**TASK REQUIREMENTS**.
Reproduce everything in the material from the line containing "Tag the window, one" down to the line containing "<point>93,366</point>", both included, scaling every answer coordinate by 1.85 and rounding to whole numbers with halves going up, while leaving the requests and their format samples as they are. Give only these lines, and leave the pictures out.
## BEGIN DATA FOR THIS TASK
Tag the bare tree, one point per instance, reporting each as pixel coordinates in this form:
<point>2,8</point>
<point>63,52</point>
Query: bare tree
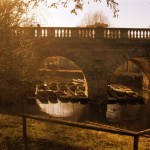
<point>97,19</point>
<point>17,56</point>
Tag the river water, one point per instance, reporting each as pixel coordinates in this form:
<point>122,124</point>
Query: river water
<point>128,116</point>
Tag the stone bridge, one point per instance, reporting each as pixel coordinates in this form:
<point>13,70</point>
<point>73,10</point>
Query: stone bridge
<point>97,51</point>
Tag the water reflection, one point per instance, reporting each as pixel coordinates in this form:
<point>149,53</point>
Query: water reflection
<point>74,110</point>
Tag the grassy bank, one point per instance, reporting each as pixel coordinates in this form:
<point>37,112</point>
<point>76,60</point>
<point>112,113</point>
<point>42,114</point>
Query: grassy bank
<point>45,136</point>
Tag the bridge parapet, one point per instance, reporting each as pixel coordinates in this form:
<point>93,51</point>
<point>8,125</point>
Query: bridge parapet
<point>89,33</point>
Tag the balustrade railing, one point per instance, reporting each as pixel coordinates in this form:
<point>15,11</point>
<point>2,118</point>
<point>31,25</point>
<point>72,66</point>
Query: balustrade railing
<point>89,33</point>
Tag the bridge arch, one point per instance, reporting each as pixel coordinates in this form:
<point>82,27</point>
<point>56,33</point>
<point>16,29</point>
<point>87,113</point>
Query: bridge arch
<point>62,64</point>
<point>140,58</point>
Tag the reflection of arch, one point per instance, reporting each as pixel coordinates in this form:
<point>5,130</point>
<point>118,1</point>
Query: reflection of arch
<point>55,60</point>
<point>143,63</point>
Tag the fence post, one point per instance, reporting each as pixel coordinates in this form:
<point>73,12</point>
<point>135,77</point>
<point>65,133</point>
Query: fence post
<point>24,128</point>
<point>136,141</point>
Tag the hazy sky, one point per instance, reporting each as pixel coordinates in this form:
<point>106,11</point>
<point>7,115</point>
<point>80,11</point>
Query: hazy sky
<point>133,13</point>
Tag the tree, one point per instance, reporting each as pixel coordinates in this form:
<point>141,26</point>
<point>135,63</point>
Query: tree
<point>97,19</point>
<point>17,55</point>
<point>79,4</point>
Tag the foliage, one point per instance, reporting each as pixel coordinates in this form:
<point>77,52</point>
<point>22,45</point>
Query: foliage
<point>97,19</point>
<point>79,4</point>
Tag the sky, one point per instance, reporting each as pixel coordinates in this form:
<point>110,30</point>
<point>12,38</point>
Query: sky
<point>132,14</point>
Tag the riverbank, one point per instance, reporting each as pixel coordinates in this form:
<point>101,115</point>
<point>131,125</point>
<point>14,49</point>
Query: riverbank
<point>47,136</point>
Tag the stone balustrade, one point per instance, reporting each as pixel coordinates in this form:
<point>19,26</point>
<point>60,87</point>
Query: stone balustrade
<point>89,33</point>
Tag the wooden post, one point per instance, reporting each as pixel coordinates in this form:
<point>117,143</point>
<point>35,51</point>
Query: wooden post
<point>24,128</point>
<point>136,141</point>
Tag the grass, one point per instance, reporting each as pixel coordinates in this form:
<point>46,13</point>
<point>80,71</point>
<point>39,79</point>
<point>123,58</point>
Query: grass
<point>46,136</point>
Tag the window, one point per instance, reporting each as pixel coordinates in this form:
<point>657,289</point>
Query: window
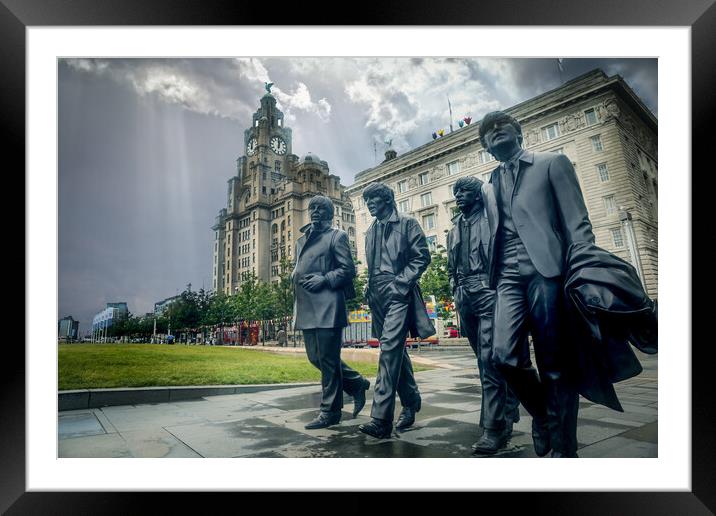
<point>550,132</point>
<point>617,237</point>
<point>429,221</point>
<point>591,116</point>
<point>609,204</point>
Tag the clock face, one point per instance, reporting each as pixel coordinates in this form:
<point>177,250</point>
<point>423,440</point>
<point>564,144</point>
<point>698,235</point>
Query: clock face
<point>278,145</point>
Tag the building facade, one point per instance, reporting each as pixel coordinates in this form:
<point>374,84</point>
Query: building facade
<point>597,121</point>
<point>68,328</point>
<point>104,320</point>
<point>267,203</point>
<point>161,306</point>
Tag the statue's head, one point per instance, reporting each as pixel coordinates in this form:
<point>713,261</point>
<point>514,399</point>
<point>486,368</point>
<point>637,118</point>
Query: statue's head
<point>500,133</point>
<point>468,192</point>
<point>380,200</point>
<point>320,208</point>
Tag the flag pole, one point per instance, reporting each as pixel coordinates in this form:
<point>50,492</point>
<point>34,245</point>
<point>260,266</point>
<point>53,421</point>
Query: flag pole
<point>450,109</point>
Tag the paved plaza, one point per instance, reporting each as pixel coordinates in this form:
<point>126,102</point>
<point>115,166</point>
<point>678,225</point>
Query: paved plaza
<point>269,423</point>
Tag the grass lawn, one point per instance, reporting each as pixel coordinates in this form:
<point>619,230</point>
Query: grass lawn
<point>93,366</point>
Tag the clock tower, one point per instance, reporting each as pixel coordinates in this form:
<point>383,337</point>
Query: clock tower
<point>267,202</point>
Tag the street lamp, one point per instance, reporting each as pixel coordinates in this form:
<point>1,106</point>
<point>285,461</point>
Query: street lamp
<point>626,220</point>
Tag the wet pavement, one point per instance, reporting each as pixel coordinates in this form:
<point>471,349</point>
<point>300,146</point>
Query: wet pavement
<point>270,423</point>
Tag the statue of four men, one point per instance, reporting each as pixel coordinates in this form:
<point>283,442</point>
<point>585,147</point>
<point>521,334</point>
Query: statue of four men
<point>506,262</point>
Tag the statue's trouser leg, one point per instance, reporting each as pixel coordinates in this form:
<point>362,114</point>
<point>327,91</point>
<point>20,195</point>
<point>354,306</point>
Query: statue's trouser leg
<point>528,302</point>
<point>323,347</point>
<point>395,371</point>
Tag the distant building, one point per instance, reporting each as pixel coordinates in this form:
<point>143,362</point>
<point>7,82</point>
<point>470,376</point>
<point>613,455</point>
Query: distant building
<point>267,203</point>
<point>106,318</point>
<point>597,121</point>
<point>161,306</point>
<point>68,328</point>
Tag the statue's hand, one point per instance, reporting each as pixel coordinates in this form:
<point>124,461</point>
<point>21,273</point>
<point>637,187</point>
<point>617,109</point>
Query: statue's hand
<point>313,282</point>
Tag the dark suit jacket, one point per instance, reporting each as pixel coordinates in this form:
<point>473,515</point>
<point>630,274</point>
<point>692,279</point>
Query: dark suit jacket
<point>408,251</point>
<point>328,254</point>
<point>454,248</point>
<point>609,309</point>
<point>548,209</point>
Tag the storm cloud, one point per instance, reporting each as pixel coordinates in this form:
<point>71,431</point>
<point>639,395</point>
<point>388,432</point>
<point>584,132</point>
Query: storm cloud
<point>146,147</point>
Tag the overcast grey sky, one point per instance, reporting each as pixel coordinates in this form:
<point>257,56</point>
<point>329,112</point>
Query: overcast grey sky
<point>146,147</point>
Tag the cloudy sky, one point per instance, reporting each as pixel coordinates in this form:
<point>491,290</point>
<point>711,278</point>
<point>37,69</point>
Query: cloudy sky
<point>146,147</point>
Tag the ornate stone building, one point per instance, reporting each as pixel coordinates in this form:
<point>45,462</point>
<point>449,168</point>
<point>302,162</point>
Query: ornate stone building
<point>597,121</point>
<point>267,203</point>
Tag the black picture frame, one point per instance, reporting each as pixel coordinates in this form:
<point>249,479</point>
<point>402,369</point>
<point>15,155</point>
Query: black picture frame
<point>700,15</point>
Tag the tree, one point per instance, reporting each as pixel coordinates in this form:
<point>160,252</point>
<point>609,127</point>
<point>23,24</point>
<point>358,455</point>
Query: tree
<point>359,282</point>
<point>435,281</point>
<point>254,300</point>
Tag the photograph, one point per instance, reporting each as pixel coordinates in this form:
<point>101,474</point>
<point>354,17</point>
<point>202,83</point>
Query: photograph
<point>200,314</point>
<point>391,255</point>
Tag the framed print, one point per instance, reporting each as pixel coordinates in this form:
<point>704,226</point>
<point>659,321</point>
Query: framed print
<point>41,37</point>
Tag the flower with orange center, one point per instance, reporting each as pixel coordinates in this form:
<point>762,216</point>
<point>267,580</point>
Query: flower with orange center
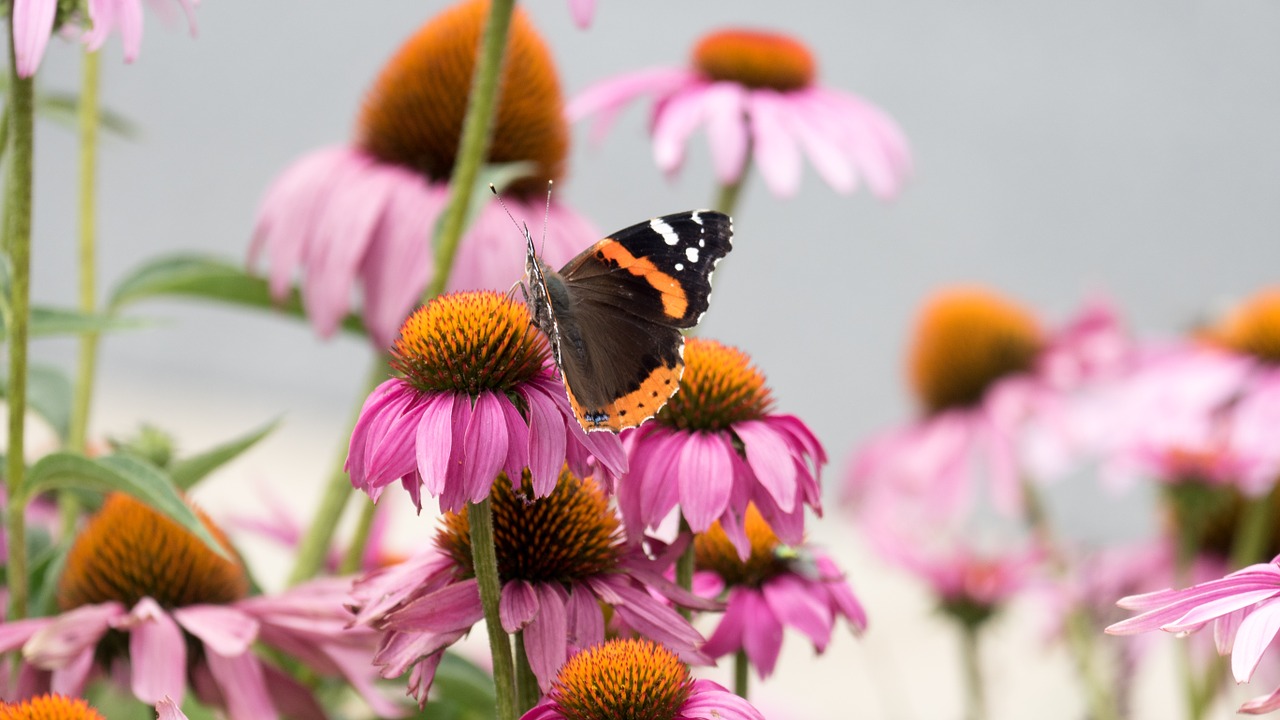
<point>144,600</point>
<point>362,215</point>
<point>776,586</point>
<point>716,447</point>
<point>638,679</point>
<point>478,397</point>
<point>757,94</point>
<point>560,557</point>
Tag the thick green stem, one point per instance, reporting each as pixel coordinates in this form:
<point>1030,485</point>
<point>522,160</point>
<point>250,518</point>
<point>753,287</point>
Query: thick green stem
<point>528,693</point>
<point>741,674</point>
<point>474,144</point>
<point>485,560</point>
<point>319,536</point>
<point>17,245</point>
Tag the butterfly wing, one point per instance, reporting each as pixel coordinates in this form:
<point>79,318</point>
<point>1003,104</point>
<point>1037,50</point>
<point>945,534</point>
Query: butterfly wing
<point>622,306</point>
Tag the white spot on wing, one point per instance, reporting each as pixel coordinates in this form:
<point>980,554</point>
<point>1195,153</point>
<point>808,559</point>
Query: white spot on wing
<point>667,232</point>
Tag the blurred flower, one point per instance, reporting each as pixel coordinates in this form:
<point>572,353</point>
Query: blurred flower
<point>560,557</point>
<point>150,605</point>
<point>35,21</point>
<point>478,397</point>
<point>364,215</point>
<point>716,447</point>
<point>1243,607</point>
<point>775,586</point>
<point>635,678</point>
<point>755,92</point>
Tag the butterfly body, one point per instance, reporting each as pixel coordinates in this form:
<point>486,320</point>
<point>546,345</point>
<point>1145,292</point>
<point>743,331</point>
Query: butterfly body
<point>615,313</point>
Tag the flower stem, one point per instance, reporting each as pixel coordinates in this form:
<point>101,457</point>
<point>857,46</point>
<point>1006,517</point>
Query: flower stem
<point>528,693</point>
<point>741,674</point>
<point>485,561</point>
<point>315,542</point>
<point>17,245</point>
<point>474,144</point>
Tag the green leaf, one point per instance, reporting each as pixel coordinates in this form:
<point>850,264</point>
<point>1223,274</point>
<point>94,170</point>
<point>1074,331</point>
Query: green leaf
<point>208,278</point>
<point>190,470</point>
<point>117,473</point>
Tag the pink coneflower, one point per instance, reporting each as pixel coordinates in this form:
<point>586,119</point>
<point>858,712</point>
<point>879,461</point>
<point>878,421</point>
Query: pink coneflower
<point>991,386</point>
<point>478,396</point>
<point>1243,607</point>
<point>775,587</point>
<point>35,21</point>
<point>150,605</point>
<point>362,215</point>
<point>560,559</point>
<point>716,447</point>
<point>757,95</point>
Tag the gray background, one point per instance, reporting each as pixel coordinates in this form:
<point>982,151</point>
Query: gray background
<point>1061,150</point>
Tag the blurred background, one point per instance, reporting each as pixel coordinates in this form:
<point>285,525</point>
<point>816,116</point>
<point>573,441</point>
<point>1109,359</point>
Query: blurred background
<point>1063,151</point>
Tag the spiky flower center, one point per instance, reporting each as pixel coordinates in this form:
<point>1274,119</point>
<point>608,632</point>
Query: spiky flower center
<point>635,679</point>
<point>755,59</point>
<point>720,387</point>
<point>563,537</point>
<point>49,707</point>
<point>412,115</point>
<point>714,552</point>
<point>965,341</point>
<point>128,551</point>
<point>1255,327</point>
<point>470,342</point>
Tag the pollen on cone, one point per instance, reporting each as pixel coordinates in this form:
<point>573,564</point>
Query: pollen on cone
<point>755,59</point>
<point>965,340</point>
<point>412,114</point>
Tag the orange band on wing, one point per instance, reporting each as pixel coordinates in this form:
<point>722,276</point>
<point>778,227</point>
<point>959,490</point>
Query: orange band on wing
<point>675,302</point>
<point>634,408</point>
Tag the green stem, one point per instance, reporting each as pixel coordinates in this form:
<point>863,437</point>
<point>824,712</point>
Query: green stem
<point>741,674</point>
<point>474,144</point>
<point>315,542</point>
<point>485,560</point>
<point>17,244</point>
<point>528,693</point>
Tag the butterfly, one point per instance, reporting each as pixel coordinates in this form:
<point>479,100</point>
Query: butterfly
<point>615,313</point>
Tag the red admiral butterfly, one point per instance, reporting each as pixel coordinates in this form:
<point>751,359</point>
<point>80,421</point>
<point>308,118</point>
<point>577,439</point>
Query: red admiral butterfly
<point>615,313</point>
## END DATA FOR THIS TASK
**RESULT OF THIS TASK**.
Tag the window, one point per instance, reporting each as pixel coordinates in this form:
<point>657,289</point>
Query: window
<point>1018,244</point>
<point>1141,438</point>
<point>794,409</point>
<point>1093,215</point>
<point>1127,377</point>
Tag the clock face, one point per instance, reporting each as pixel coordinates in this form:
<point>177,250</point>
<point>423,440</point>
<point>564,144</point>
<point>698,235</point>
Query: clock face
<point>514,268</point>
Tag the building facade, one point per instance, reporting each as pixel coordinates in this form:
<point>374,84</point>
Query: building facade
<point>1104,224</point>
<point>126,607</point>
<point>192,592</point>
<point>494,376</point>
<point>298,566</point>
Tag the statue's head, one point per instance, reporting each as pixel coordinates in this form:
<point>713,261</point>
<point>514,399</point>
<point>486,368</point>
<point>637,118</point>
Query: statue's head
<point>925,246</point>
<point>866,355</point>
<point>703,370</point>
<point>592,385</point>
Tag the flag pole, one point per instance, reporting each as pixel coordinates in this form:
<point>50,492</point>
<point>34,245</point>
<point>260,266</point>
<point>53,421</point>
Query: flag pole
<point>833,202</point>
Tag the paved plaza, one point per instance, reporting each as pixel coordinates in this form:
<point>126,102</point>
<point>115,166</point>
<point>678,225</point>
Query: paved plaza
<point>498,783</point>
Tag the grass lawn, one point per instance, reporting each as pixel coordinates in this form:
<point>619,230</point>
Query: grass lawn
<point>172,677</point>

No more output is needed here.